§ Problem: Please show every line of the records below that contains the word "white", counting only matches with the same case.

[Coordinate annotation entries]
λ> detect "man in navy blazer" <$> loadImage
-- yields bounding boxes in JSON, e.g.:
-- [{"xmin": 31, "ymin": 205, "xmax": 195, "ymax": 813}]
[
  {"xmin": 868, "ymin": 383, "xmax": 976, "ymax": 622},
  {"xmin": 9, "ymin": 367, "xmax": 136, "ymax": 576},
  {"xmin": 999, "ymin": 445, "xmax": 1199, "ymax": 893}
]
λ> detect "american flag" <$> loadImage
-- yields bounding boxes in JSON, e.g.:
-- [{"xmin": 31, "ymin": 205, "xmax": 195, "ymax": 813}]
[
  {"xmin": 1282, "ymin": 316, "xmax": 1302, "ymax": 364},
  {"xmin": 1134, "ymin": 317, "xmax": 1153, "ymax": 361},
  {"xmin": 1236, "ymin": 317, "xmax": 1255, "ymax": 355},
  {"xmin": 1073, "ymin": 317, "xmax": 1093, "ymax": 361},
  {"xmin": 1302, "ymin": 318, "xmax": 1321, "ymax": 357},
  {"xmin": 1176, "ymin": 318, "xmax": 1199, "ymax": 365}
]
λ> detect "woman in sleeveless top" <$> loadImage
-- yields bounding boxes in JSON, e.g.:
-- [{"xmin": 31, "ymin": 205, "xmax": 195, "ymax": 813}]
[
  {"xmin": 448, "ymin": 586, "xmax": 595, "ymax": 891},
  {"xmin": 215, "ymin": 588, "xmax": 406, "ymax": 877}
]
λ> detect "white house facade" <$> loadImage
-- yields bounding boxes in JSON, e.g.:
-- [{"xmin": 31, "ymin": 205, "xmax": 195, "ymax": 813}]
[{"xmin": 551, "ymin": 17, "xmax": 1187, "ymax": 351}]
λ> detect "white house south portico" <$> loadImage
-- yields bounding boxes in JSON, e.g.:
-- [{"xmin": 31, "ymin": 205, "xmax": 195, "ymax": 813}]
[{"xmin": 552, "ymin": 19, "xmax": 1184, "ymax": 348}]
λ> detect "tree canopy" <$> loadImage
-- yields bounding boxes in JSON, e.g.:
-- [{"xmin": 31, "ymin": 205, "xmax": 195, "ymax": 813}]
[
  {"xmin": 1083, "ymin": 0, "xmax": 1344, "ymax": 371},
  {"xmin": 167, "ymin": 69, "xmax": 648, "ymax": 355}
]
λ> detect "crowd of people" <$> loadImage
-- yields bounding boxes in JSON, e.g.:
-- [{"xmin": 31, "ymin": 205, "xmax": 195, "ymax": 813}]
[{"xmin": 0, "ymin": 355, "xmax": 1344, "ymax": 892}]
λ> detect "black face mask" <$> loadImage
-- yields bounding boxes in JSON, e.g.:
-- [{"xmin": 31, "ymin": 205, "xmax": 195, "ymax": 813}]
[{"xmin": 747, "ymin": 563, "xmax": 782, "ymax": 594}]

§ The solution:
λ> detect "white house facade" <$> loadImage
λ> detect "white house south portico" <$> loadImage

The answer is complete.